BEGIN Document section
Federal Advocate Articles
Health Care Issues Are Top Priority in Congress as 2025 Session Ends

US Capitol (Dec. 16, 2025) - The House and Senate have convened for their last week of the 2025 regular session, with health care policy as a top priority on the Hill. Although the current budget continuing resolution doesn’t expire until the end of January, the Affordable Care Act’s enhanced premium tax credits will end at the close of the year. Negotiators in Congress and at the White House are working to find solutions for health care affordability and the United States Department of Health and Human Services budget.

Late last week, the Senate held votes on competing ACA subsidy bills. The Democrats voted on a three-year extension of the EPTCs, but it failed with a 51-48 vote, with four Republicans voting alongside all Democrats and independents present. A Republican alternative bill that would fund health savings accounts for ACA bronze plan participants also failed 51-48, with one Republican defecting to oppose the measure alongside all Democrats and Independents. In the Senate, such bills require a sixty-vote threshold to be considered for final passage.
END Document section
BEGIN Dataset excerpts
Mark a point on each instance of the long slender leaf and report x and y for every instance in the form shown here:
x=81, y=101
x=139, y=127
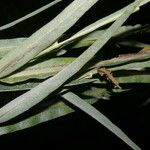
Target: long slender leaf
x=94, y=113
x=29, y=15
x=37, y=94
x=54, y=111
x=44, y=37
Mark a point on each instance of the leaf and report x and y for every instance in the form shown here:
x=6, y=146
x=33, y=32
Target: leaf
x=11, y=24
x=41, y=70
x=94, y=113
x=37, y=94
x=58, y=109
x=44, y=37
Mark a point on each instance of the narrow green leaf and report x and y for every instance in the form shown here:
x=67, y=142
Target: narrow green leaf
x=54, y=111
x=44, y=37
x=11, y=24
x=37, y=94
x=94, y=113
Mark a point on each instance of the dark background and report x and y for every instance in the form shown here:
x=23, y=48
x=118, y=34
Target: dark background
x=76, y=131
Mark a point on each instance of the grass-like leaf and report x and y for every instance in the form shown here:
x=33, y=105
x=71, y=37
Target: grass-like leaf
x=44, y=37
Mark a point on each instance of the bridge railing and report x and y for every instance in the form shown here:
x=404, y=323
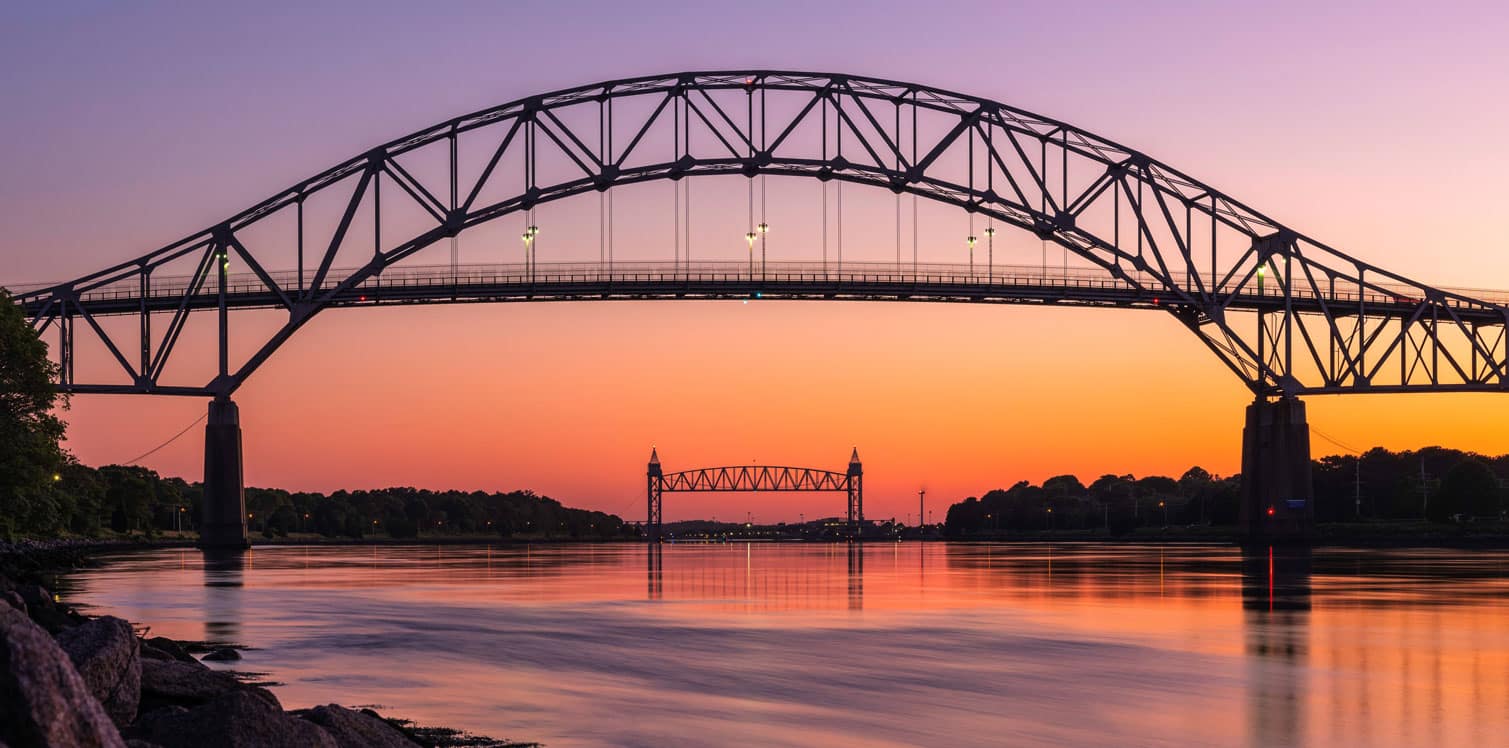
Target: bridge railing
x=542, y=275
END Dataset excerpts
Prompt 1.
In the article on health care in Congress, by what vote did the Democrats' three-year extension of the EPTCs fail?
Prompt 2.
For each statement, say whether it agrees with the article on health care in Congress, and quote the words of the article that decide it. (a) The current budget continuing resolution runs until the end of January. (b) The Republican bill to fund health savings accounts for ACA bronze plan participants passed the Senate. (c) In the Senate, the ACA subsidy bills need only a simple majority to be considered for final passage.
Prompt 3.
Write out the part of the article on health care in Congress that begins at the words "Late last week, the" and ends after the words "for final passage.", copying it exactly.

Reply 1.
It failed by a vote of 51-48.

Reply 2.
(a) Yes: "the current budget continuing resolution doesn’t expire until the end of January"
(b) No: "also failed 51-48"
(c) No: "such bills require a sixty-vote threshold to be considered for final passage"

Reply 3.
Late last week, the Senate held votes on competing ACA subsidy bills. The Democrats voted on a three-year extension of the EPTCs, but it failed with a 51-48 vote, with four Republicans voting alongside all Democrats and independents present. A Republican alternative bill that would fund health savings accounts for ACA bronze plan participants also failed 51-48, with one Republican defecting to oppose the measure alongside all Democrats and Independents. In the Senate, such bills require a sixty-vote threshold to be considered for final passage.